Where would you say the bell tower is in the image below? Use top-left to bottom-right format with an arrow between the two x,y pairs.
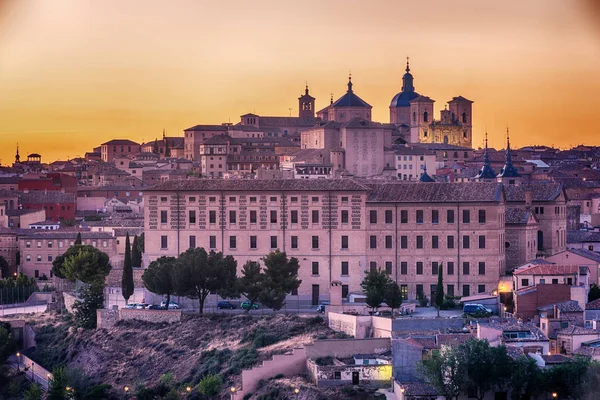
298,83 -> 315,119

=====

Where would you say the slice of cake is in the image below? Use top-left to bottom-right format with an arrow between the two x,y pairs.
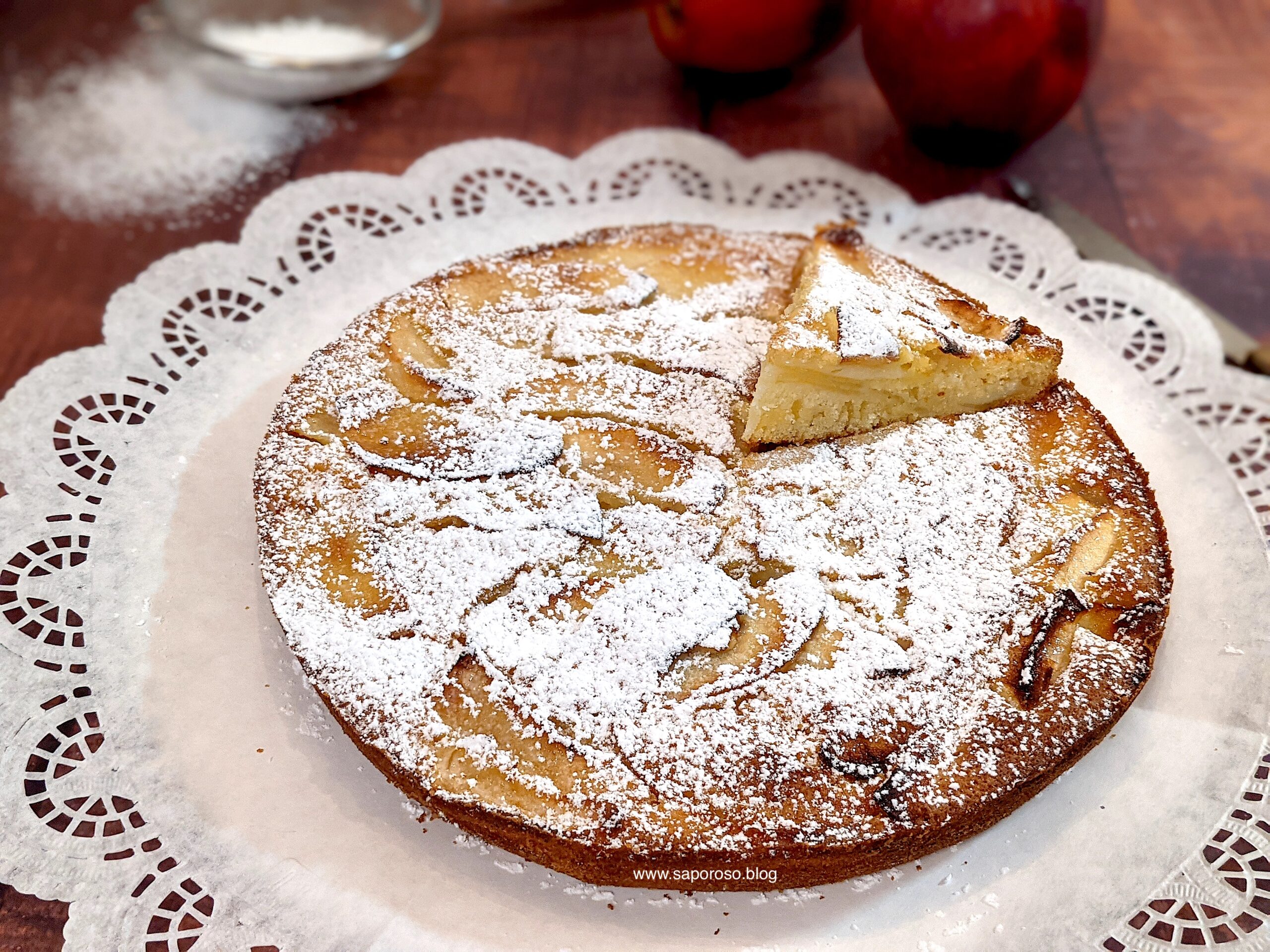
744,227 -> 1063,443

=====

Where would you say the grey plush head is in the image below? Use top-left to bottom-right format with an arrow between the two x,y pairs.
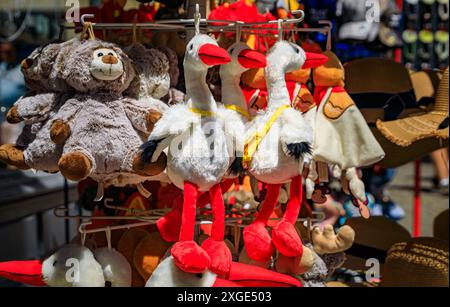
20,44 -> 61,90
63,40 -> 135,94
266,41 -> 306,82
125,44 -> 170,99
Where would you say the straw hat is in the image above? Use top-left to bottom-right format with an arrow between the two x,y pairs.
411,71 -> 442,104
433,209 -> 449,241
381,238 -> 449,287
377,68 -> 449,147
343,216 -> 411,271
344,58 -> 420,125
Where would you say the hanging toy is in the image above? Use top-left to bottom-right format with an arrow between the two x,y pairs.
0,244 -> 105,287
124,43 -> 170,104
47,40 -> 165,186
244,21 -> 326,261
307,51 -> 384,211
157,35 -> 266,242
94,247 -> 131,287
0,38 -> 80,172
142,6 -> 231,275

=====

→ PROBLEM DESCRIPTION: Transcribe the items word for word, covering the stretch from the line containing "Where would you say the grey" through the line containing "142,6 -> 231,275", with both lines included. Leave out the pictures.

→ FULL SOLUTION:
Where would you say the grey plush head is in the image below? Use top-left to bottom-right format with an arrow between the two x,y pairs.
20,44 -> 61,90
63,40 -> 135,94
266,41 -> 306,82
125,44 -> 170,99
Where would you say the straw hat is in the image above? Use top-left to bottom-right format with an arrow between the two x,y pairs.
411,71 -> 442,104
433,209 -> 449,241
381,238 -> 449,287
377,68 -> 449,147
343,216 -> 411,271
344,58 -> 420,125
Where would you say the hanging toy is in the image above? Use top-left to bottom-right format with an arrow between the two x,y pairs.
0,244 -> 105,287
124,43 -> 170,104
47,40 -> 165,186
244,21 -> 326,261
307,51 -> 384,211
157,35 -> 266,242
94,247 -> 131,287
0,38 -> 80,172
142,6 -> 231,275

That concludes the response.